TASK TO COMPLETE: Copy out every line holding the string "braided" from the records below.

MATERIALS PROVIDED section start

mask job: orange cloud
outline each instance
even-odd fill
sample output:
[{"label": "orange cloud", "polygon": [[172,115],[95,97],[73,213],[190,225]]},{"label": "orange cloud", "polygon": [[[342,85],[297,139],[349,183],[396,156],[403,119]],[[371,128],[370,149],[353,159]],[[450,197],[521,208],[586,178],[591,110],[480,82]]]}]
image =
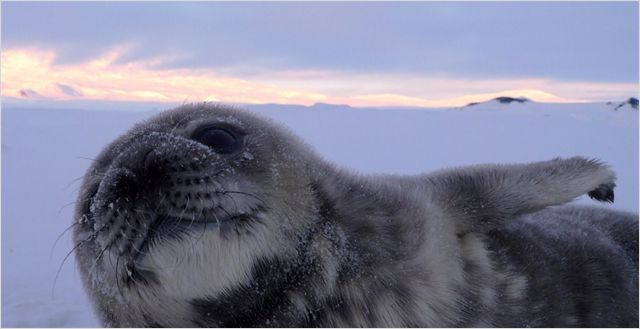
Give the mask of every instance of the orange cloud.
[{"label": "orange cloud", "polygon": [[52,51],[5,49],[2,94],[53,100],[450,107],[498,96],[527,97],[539,102],[616,100],[635,95],[638,88],[637,84],[550,79],[459,79],[318,70],[263,70],[238,78],[233,73],[223,75],[210,70],[158,69],[156,65],[166,58],[118,63],[128,49],[126,45],[117,47],[75,64],[56,64]]},{"label": "orange cloud", "polygon": [[[115,64],[123,50],[116,49],[86,63],[55,65],[49,51],[9,49],[2,51],[2,94],[25,97],[32,90],[51,99],[124,101],[220,101],[310,105],[326,96],[279,88],[197,70],[155,70],[156,61]],[[77,95],[64,90],[67,86]]]}]

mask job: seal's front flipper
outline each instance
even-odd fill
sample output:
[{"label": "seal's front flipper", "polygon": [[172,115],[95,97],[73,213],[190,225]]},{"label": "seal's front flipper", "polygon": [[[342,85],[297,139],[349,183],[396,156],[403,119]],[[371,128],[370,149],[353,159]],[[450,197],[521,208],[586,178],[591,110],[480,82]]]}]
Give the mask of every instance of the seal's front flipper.
[{"label": "seal's front flipper", "polygon": [[519,215],[588,194],[613,202],[615,173],[594,159],[572,157],[519,165],[479,165],[426,176],[434,201],[459,218],[460,232],[487,231]]},{"label": "seal's front flipper", "polygon": [[587,194],[594,200],[613,203],[613,189],[615,187],[615,183],[602,184]]}]

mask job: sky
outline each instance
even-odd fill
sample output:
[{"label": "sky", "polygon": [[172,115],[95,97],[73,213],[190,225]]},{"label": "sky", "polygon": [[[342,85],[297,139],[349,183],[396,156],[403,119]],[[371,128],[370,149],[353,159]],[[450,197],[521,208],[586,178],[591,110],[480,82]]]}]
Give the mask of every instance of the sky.
[{"label": "sky", "polygon": [[637,2],[2,2],[2,95],[461,106],[638,95]]}]

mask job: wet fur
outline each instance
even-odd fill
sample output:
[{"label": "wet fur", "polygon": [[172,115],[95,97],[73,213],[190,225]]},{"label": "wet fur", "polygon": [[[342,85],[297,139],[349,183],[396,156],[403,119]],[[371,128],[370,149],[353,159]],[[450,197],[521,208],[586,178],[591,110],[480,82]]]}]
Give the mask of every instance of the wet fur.
[{"label": "wet fur", "polygon": [[[212,121],[247,133],[239,154],[189,140]],[[189,105],[89,169],[76,257],[106,326],[637,327],[638,216],[561,206],[613,201],[614,180],[581,157],[358,175]]]}]

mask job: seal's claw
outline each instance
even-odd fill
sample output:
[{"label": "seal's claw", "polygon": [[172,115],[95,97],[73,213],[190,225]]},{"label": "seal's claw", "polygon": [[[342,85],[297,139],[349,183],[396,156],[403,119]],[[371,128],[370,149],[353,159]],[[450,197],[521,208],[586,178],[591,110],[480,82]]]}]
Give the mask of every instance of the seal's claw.
[{"label": "seal's claw", "polygon": [[598,186],[595,190],[589,191],[587,193],[590,198],[603,202],[611,202],[613,203],[613,188],[616,187],[616,184],[602,184]]}]

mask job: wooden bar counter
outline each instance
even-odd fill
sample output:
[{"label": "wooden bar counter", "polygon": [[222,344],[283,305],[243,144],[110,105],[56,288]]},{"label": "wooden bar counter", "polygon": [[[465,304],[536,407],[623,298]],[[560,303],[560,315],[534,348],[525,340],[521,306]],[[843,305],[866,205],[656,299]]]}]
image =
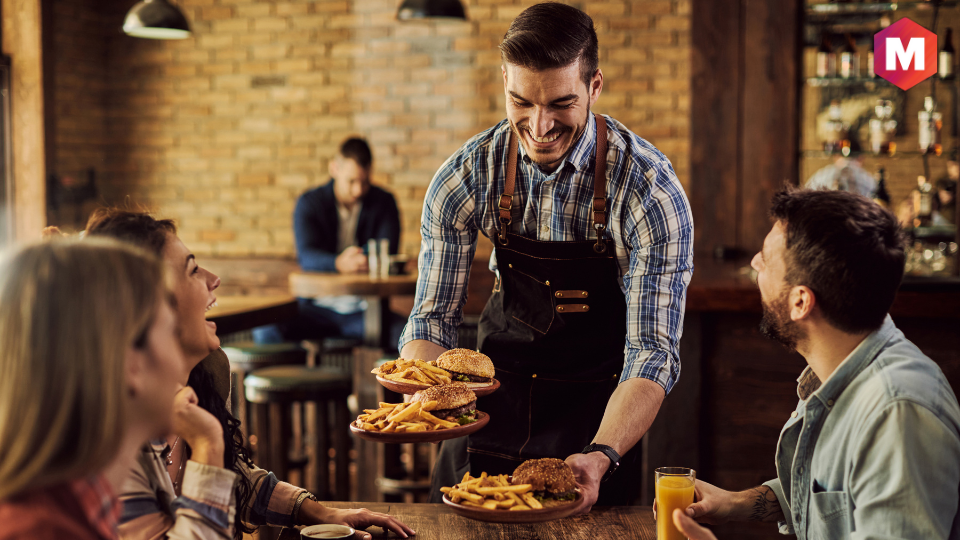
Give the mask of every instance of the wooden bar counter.
[{"label": "wooden bar counter", "polygon": [[[397,517],[417,532],[412,540],[487,540],[489,538],[537,540],[656,540],[657,525],[649,506],[594,507],[586,515],[528,524],[485,523],[461,517],[444,504],[324,502],[332,508],[367,508]],[[367,532],[373,538],[386,535],[379,527]],[[299,540],[287,529],[280,540]]]}]

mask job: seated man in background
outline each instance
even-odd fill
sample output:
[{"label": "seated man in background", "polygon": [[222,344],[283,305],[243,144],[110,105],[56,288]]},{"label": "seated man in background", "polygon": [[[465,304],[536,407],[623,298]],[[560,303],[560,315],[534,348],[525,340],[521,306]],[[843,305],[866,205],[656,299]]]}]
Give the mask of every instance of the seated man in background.
[{"label": "seated man in background", "polygon": [[[370,185],[373,156],[360,138],[350,138],[330,162],[329,182],[297,200],[293,230],[297,261],[308,272],[368,272],[366,245],[387,239],[390,254],[400,245],[400,213],[393,195]],[[285,323],[256,328],[259,343],[363,336],[365,302],[356,296],[301,298],[300,316]],[[406,320],[392,312],[383,345],[395,349]]]},{"label": "seated man in background", "polygon": [[[887,315],[903,277],[897,219],[838,191],[786,189],[752,262],[761,331],[806,359],[777,478],[729,492],[697,480],[694,523],[779,521],[798,538],[960,539],[960,407]],[[692,518],[692,519],[691,519]]]}]

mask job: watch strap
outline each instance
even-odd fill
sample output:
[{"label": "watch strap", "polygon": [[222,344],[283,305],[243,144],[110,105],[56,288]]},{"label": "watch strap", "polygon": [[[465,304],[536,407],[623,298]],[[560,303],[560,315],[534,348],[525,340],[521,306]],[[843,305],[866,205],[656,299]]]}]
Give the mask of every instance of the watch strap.
[{"label": "watch strap", "polygon": [[591,452],[601,452],[610,459],[610,467],[607,468],[607,472],[604,473],[603,478],[600,479],[601,482],[606,482],[610,476],[613,475],[614,471],[617,470],[617,467],[620,466],[620,454],[605,444],[588,444],[581,453],[589,454]]}]

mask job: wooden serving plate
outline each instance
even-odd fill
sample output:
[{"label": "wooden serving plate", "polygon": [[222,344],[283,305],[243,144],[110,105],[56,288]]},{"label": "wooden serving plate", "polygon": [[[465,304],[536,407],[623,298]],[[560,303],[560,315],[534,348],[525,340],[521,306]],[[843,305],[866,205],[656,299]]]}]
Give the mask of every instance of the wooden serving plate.
[{"label": "wooden serving plate", "polygon": [[402,431],[400,433],[382,433],[380,431],[367,431],[365,429],[360,429],[357,427],[356,421],[350,423],[350,431],[355,433],[357,437],[360,437],[366,441],[379,442],[379,443],[429,443],[429,442],[440,442],[447,439],[456,439],[457,437],[466,437],[471,433],[474,433],[483,428],[490,422],[490,415],[477,411],[477,421],[467,424],[465,426],[450,428],[450,429],[439,429],[436,431],[415,431],[413,433],[407,433]]},{"label": "wooden serving plate", "polygon": [[488,510],[486,508],[477,508],[476,506],[457,504],[451,501],[446,493],[443,494],[443,504],[449,506],[457,514],[477,521],[489,521],[491,523],[539,523],[541,521],[553,521],[573,514],[580,508],[581,503],[583,503],[583,493],[577,491],[576,499],[556,506],[541,508],[540,510]]},{"label": "wooden serving plate", "polygon": [[[382,384],[387,390],[392,390],[398,394],[416,394],[420,390],[430,388],[430,386],[436,385],[426,385],[426,384],[416,384],[416,383],[406,383],[400,381],[394,381],[390,379],[384,379],[380,375],[377,375],[377,382]],[[500,381],[493,379],[493,381],[486,386],[470,386],[471,384],[480,384],[480,383],[466,383],[467,388],[473,390],[473,393],[477,397],[483,397],[490,395],[496,392],[497,388],[500,388]]]}]

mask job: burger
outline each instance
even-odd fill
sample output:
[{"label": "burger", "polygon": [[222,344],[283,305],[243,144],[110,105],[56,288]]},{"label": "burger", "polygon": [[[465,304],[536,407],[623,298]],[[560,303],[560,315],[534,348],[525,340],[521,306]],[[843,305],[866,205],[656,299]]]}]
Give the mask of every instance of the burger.
[{"label": "burger", "polygon": [[457,422],[461,426],[477,421],[477,395],[464,383],[455,382],[425,388],[414,394],[412,401],[436,401],[437,408],[430,411],[430,414]]},{"label": "burger", "polygon": [[556,458],[530,459],[513,471],[514,485],[530,484],[541,502],[567,502],[577,498],[577,481],[570,466]]},{"label": "burger", "polygon": [[493,361],[470,349],[450,349],[437,357],[437,367],[450,372],[454,381],[489,384],[493,380]]}]

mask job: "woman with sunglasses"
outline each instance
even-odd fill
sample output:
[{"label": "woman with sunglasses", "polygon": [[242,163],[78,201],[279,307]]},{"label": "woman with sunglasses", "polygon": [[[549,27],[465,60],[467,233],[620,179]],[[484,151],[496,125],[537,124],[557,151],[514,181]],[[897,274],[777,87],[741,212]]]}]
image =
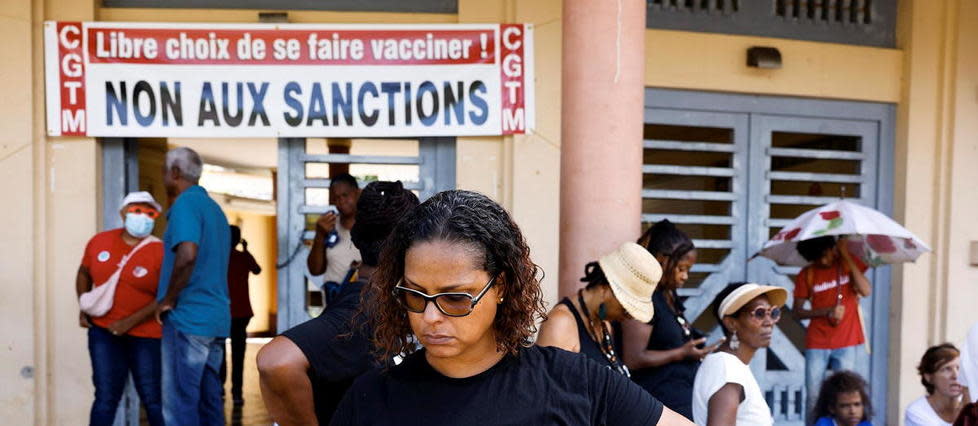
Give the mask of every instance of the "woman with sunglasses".
[{"label": "woman with sunglasses", "polygon": [[753,283],[731,284],[714,300],[714,314],[727,340],[707,355],[693,381],[697,425],[774,424],[771,409],[750,371],[758,349],[771,344],[774,324],[788,291]]},{"label": "woman with sunglasses", "polygon": [[584,268],[587,286],[565,297],[540,324],[537,344],[579,352],[628,377],[615,353],[612,321],[652,319],[652,292],[662,276],[659,262],[642,246],[625,243]]},{"label": "woman with sunglasses", "polygon": [[537,271],[481,194],[446,191],[411,211],[364,293],[379,359],[403,360],[357,379],[331,424],[688,424],[585,357],[530,346]]},{"label": "woman with sunglasses", "polygon": [[666,219],[645,231],[639,244],[662,264],[662,281],[652,294],[652,320],[622,323],[622,358],[635,383],[666,407],[692,419],[696,369],[722,342],[706,346],[706,339],[686,319],[686,308],[677,293],[696,263],[696,247]]}]

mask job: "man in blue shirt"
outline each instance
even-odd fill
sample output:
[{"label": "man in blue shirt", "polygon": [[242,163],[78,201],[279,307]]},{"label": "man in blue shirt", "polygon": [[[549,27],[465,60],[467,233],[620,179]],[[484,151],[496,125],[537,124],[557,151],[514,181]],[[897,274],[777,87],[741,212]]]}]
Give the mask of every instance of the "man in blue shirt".
[{"label": "man in blue shirt", "polygon": [[231,328],[227,217],[197,185],[203,163],[189,148],[166,153],[171,201],[163,234],[157,320],[163,323],[163,418],[167,425],[224,424],[220,368]]}]

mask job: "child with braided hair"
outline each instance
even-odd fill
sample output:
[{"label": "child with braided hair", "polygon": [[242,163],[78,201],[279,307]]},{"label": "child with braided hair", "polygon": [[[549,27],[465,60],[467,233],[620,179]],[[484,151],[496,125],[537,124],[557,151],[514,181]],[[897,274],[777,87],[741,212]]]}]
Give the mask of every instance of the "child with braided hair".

MATERIALS PROVIDED section end

ANSWER SPACE:
mask job: "child with braided hair"
[{"label": "child with braided hair", "polygon": [[242,163],[78,201],[279,307]]},{"label": "child with braided hair", "polygon": [[[549,27],[465,60],[467,233],[620,179]],[[484,151],[496,125],[537,124],[557,151],[514,181]],[[897,274],[777,87],[741,212]]]}]
Give the mask of every instance of the "child with braided hair".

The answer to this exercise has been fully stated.